* _JOB_: Copy every record below verbatim, line for line.

Excerpts from a point labeling dataset:
-----
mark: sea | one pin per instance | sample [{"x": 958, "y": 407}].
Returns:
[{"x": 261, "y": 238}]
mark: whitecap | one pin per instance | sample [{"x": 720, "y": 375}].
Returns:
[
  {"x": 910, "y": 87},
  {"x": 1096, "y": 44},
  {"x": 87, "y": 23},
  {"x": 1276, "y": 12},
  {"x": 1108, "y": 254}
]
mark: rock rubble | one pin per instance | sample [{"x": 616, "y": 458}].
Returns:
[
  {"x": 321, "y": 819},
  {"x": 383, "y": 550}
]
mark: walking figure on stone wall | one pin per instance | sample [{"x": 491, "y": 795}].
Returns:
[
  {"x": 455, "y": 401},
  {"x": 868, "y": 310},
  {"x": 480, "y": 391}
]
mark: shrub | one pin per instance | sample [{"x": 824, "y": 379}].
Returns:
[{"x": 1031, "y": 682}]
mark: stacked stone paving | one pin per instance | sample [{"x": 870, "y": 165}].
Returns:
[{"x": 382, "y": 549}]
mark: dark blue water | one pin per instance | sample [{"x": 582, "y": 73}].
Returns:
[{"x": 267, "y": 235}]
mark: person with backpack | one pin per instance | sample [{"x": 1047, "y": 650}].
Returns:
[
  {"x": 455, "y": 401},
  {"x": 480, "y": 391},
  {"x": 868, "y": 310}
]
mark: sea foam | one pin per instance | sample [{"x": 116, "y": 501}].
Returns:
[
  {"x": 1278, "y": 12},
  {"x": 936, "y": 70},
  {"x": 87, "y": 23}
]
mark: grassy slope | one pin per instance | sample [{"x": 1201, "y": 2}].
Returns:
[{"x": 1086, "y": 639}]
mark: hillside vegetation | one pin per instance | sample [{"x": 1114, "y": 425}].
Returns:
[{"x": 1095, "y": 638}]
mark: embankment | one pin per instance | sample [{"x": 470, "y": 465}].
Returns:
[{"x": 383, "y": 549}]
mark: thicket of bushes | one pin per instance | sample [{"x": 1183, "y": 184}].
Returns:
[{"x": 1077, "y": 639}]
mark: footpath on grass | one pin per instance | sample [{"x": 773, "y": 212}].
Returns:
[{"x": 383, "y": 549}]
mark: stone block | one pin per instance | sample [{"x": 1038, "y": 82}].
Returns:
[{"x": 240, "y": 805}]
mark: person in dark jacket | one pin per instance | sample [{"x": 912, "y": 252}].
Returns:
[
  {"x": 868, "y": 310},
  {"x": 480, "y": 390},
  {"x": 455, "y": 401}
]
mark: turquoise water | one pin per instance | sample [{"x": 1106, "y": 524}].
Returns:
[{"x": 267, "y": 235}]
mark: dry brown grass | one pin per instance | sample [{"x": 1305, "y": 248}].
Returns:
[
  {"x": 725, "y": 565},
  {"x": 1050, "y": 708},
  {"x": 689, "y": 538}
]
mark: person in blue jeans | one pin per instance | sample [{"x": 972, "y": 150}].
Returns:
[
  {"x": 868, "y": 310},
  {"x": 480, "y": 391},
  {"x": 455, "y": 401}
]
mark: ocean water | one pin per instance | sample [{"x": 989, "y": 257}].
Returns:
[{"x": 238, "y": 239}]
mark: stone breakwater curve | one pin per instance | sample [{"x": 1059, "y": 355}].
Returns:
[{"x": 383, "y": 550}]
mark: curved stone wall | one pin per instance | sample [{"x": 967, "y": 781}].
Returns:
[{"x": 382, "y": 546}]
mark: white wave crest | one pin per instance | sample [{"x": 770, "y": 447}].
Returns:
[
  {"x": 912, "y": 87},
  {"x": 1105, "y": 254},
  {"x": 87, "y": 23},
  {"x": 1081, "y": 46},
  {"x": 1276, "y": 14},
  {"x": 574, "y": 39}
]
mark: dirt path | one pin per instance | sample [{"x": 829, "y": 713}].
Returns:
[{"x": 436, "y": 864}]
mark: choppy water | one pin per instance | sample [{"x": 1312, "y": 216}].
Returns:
-----
* _RESULT OF THE EXERCISE_:
mark: sea | one pin per instance | sample [{"x": 958, "y": 407}].
Returns:
[{"x": 261, "y": 238}]
mark: whitecap | one pin per instance | sample [{"x": 720, "y": 375}].
Returns:
[
  {"x": 910, "y": 87},
  {"x": 1096, "y": 44},
  {"x": 87, "y": 23},
  {"x": 1276, "y": 12},
  {"x": 1108, "y": 254}
]
mark: rock rubble | one pin per instance | sample [{"x": 616, "y": 458}].
Returns:
[
  {"x": 321, "y": 819},
  {"x": 383, "y": 550}
]
mark: walking figure on stone wall | one pin per instance | sample [{"x": 491, "y": 795}].
Returns:
[
  {"x": 455, "y": 401},
  {"x": 868, "y": 310},
  {"x": 480, "y": 391}
]
mark: shrub | one pin per instance | sample [{"x": 824, "y": 379}].
Returns:
[{"x": 1031, "y": 682}]
mark: stacked stone paving | one pin per instance | sample [{"x": 870, "y": 165}].
Returns:
[{"x": 382, "y": 549}]
mark: dark blue water | one pin per instance | sample [{"x": 582, "y": 73}].
Returns:
[{"x": 267, "y": 235}]
mark: person with backpack | one pin per instance | sample [{"x": 1047, "y": 650}].
Returns:
[
  {"x": 455, "y": 401},
  {"x": 480, "y": 391},
  {"x": 868, "y": 310}
]
mark: sea foam | one pin per instance | sample [{"x": 116, "y": 501}].
Returns:
[
  {"x": 1278, "y": 12},
  {"x": 936, "y": 70},
  {"x": 87, "y": 23}
]
mark: grassy slope | one pin per instance | sample [{"x": 1201, "y": 2}].
Returns:
[{"x": 1086, "y": 639}]
mark: hillside vegetation | one pin per instance | sample [{"x": 1114, "y": 425}].
Returns:
[{"x": 1095, "y": 638}]
mark: embankment | one pin per instance | sample [{"x": 470, "y": 465}].
Returns:
[{"x": 383, "y": 549}]
mark: thicket of bushes | one pin per instance | sample [{"x": 1183, "y": 184}].
Returns:
[{"x": 1077, "y": 639}]
mark: footpath on grass | one pin per instance | sample [{"x": 773, "y": 212}].
Returns:
[{"x": 383, "y": 549}]
mark: stone block | one pin per instance | sample [{"x": 1038, "y": 82}].
Returns:
[{"x": 240, "y": 805}]
mark: person in dark jacket | one pin per instance | sample [{"x": 912, "y": 252}].
Returns:
[
  {"x": 868, "y": 310},
  {"x": 480, "y": 390},
  {"x": 455, "y": 401}
]
mark: turquoise water | one pin per instance | sample [{"x": 1106, "y": 524}].
Returns:
[{"x": 267, "y": 235}]
mark: dry brown grass | one pin per instance | sample [{"x": 1305, "y": 248}].
Returns:
[
  {"x": 725, "y": 565},
  {"x": 1050, "y": 708},
  {"x": 689, "y": 538}
]
mark: person in blue jeans | one pin per instance | sample [{"x": 972, "y": 150}].
Returns:
[
  {"x": 868, "y": 310},
  {"x": 480, "y": 391},
  {"x": 455, "y": 401}
]
mark: ocean water | one pin per instance | sample [{"x": 989, "y": 257}].
Returns:
[{"x": 238, "y": 239}]
mark: stone breakwater curve | one pin per instance | sample [{"x": 1059, "y": 355}].
Returns:
[{"x": 383, "y": 550}]
mark: curved stone wall | one pin per instance | sample [{"x": 967, "y": 781}].
Returns:
[{"x": 382, "y": 546}]
mark: white wave crest | one pin per instance | sample [{"x": 770, "y": 447}].
Returns:
[
  {"x": 912, "y": 87},
  {"x": 1105, "y": 254},
  {"x": 87, "y": 23},
  {"x": 1081, "y": 46},
  {"x": 1276, "y": 14},
  {"x": 574, "y": 39}
]
mark: dirt path | one pin per instance | sample [{"x": 829, "y": 713}].
Returns:
[{"x": 436, "y": 864}]
mark: choppy water | one pin per instance | sample [{"x": 1312, "y": 216}].
Returns:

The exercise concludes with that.